Given request: Copy the lines below word for word, from the line containing "Where can you find the open" through the line containing "pixel 146 281", and leave any pictures out of your copy.

Supplied records:
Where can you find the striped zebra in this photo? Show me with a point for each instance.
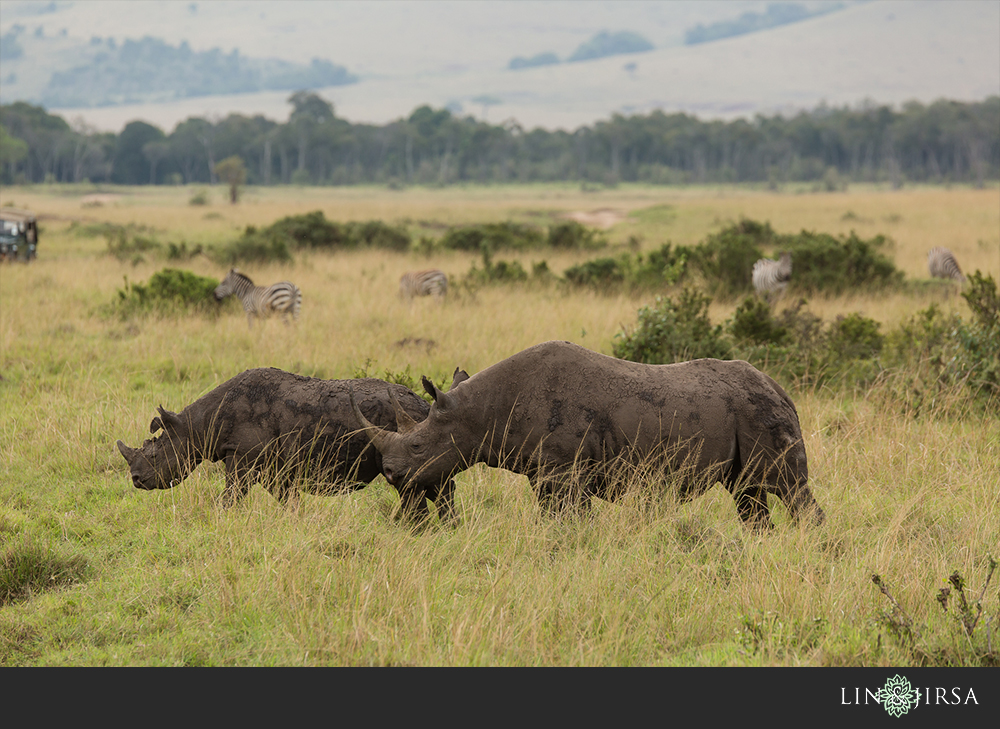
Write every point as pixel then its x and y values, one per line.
pixel 283 297
pixel 770 278
pixel 429 282
pixel 942 264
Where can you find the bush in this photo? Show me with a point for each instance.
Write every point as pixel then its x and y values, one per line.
pixel 601 273
pixel 492 237
pixel 502 272
pixel 753 323
pixel 170 291
pixel 253 247
pixel 311 231
pixel 673 331
pixel 824 264
pixel 725 259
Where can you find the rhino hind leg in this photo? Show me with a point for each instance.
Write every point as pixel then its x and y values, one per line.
pixel 237 483
pixel 751 505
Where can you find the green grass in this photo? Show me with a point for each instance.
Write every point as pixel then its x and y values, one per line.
pixel 96 572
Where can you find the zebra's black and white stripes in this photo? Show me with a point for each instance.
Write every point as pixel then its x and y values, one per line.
pixel 429 282
pixel 942 264
pixel 771 277
pixel 283 297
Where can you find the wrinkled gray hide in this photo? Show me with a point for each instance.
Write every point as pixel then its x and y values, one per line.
pixel 281 429
pixel 570 419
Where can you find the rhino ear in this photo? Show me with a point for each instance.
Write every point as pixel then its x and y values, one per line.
pixel 404 423
pixel 440 399
pixel 458 378
pixel 127 453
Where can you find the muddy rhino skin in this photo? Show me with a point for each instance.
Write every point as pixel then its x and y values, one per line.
pixel 569 419
pixel 283 430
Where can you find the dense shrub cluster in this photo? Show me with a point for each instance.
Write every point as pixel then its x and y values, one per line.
pixel 567 235
pixel 169 291
pixel 930 356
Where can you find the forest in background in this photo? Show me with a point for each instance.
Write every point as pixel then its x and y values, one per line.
pixel 945 141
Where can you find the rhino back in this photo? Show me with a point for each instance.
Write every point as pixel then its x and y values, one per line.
pixel 266 405
pixel 582 402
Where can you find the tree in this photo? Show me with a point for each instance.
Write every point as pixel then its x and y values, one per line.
pixel 130 165
pixel 233 172
pixel 12 149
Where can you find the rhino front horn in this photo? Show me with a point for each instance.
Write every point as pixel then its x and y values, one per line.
pixel 404 423
pixel 378 436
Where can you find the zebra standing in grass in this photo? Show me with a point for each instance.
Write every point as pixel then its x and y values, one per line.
pixel 429 282
pixel 942 264
pixel 283 297
pixel 770 278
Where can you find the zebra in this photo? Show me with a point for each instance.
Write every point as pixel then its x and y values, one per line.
pixel 770 278
pixel 284 296
pixel 942 264
pixel 429 282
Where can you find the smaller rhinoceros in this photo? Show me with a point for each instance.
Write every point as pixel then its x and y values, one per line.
pixel 283 430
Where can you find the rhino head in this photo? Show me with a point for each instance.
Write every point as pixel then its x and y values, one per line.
pixel 163 462
pixel 418 457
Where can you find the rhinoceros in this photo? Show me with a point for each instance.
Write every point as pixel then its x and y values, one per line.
pixel 283 430
pixel 570 419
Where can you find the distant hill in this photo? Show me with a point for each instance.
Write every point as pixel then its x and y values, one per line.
pixel 452 56
pixel 151 70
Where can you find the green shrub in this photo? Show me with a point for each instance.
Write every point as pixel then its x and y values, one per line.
pixel 601 273
pixel 673 331
pixel 753 323
pixel 725 259
pixel 309 230
pixel 935 353
pixel 252 247
pixel 500 272
pixel 376 234
pixel 170 291
pixel 824 264
pixel 492 237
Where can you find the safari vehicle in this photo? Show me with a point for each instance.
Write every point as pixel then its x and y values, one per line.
pixel 18 234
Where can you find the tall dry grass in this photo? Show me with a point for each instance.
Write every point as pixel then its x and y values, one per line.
pixel 122 577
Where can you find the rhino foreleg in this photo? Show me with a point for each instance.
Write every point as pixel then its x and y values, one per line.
pixel 445 502
pixel 237 482
pixel 751 505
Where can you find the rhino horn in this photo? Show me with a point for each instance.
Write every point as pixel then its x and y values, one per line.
pixel 440 398
pixel 378 436
pixel 458 378
pixel 166 418
pixel 404 423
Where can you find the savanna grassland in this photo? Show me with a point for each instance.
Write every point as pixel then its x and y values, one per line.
pixel 96 572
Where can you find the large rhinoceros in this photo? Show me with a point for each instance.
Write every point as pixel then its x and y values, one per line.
pixel 573 421
pixel 284 430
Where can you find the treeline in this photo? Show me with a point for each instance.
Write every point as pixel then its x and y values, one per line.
pixel 946 141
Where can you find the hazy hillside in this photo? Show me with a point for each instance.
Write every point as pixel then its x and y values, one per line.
pixel 456 55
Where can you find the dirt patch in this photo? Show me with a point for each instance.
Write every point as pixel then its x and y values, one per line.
pixel 602 218
pixel 97 199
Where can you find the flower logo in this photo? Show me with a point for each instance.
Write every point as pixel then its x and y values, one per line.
pixel 897 696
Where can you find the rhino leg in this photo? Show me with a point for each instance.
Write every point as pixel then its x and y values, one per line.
pixel 413 505
pixel 237 482
pixel 751 505
pixel 445 502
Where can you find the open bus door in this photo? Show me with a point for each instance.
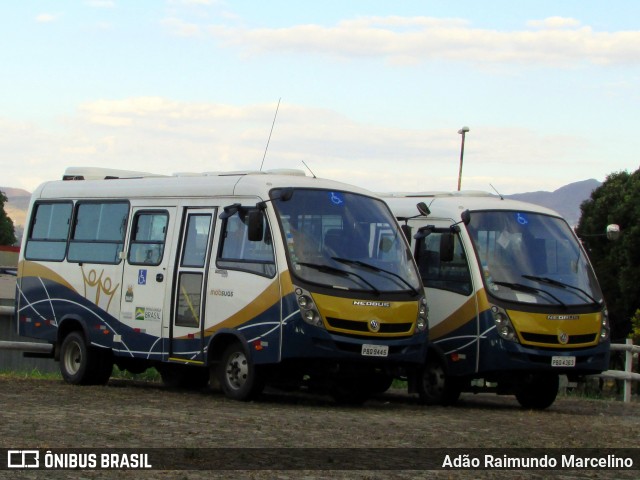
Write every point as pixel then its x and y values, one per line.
pixel 186 331
pixel 146 281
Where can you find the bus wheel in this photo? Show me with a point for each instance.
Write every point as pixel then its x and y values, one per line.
pixel 239 377
pixel 434 387
pixel 81 364
pixel 537 391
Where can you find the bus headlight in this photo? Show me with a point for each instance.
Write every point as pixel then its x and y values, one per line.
pixel 503 324
pixel 604 328
pixel 422 322
pixel 308 309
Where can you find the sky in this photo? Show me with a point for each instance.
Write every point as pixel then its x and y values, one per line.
pixel 368 92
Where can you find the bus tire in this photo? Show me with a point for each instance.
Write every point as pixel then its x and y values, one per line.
pixel 435 387
pixel 239 377
pixel 81 364
pixel 537 390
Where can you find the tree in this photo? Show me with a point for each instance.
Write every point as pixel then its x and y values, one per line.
pixel 617 263
pixel 7 234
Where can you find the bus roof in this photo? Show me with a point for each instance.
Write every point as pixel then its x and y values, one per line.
pixel 451 204
pixel 91 182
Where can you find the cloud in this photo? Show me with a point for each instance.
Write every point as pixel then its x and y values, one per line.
pixel 555 41
pixel 554 23
pixel 100 3
pixel 181 28
pixel 166 136
pixel 46 18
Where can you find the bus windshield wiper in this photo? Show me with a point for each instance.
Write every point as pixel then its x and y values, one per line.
pixel 373 268
pixel 557 283
pixel 339 272
pixel 526 288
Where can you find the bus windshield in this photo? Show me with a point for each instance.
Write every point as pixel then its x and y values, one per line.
pixel 532 258
pixel 346 241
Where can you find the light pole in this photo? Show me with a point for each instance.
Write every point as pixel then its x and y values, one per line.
pixel 462 131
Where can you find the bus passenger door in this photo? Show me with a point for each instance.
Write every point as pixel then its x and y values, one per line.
pixel 145 281
pixel 453 317
pixel 186 341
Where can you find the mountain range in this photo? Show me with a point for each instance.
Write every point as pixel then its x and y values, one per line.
pixel 566 201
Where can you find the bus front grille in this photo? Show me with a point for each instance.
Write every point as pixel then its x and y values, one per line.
pixel 553 339
pixel 363 326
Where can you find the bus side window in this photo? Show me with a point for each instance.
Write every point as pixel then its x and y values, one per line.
pixel 48 232
pixel 99 230
pixel 451 274
pixel 237 252
pixel 148 238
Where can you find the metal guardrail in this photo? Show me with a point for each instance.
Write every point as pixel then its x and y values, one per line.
pixel 627 375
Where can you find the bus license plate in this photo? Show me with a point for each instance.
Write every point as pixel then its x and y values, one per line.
pixel 375 350
pixel 563 361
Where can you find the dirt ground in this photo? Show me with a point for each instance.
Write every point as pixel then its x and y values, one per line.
pixel 48 414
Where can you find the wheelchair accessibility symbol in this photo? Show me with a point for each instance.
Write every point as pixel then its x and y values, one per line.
pixel 336 198
pixel 522 219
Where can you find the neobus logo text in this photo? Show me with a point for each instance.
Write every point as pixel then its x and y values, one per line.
pixel 362 303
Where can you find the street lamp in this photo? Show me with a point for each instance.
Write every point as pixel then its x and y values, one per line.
pixel 462 131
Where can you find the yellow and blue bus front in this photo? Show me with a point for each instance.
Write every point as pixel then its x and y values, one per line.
pixel 352 295
pixel 541 307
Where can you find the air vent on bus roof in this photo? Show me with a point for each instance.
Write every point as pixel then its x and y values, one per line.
pixel 99 173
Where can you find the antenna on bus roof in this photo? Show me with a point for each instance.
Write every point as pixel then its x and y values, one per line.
pixel 305 164
pixel 269 139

Full output:
Where can you find the open bus door in this photo? Show me with a point for each instance.
Write every point as pixel then its x and y values, one per line.
pixel 186 331
pixel 146 281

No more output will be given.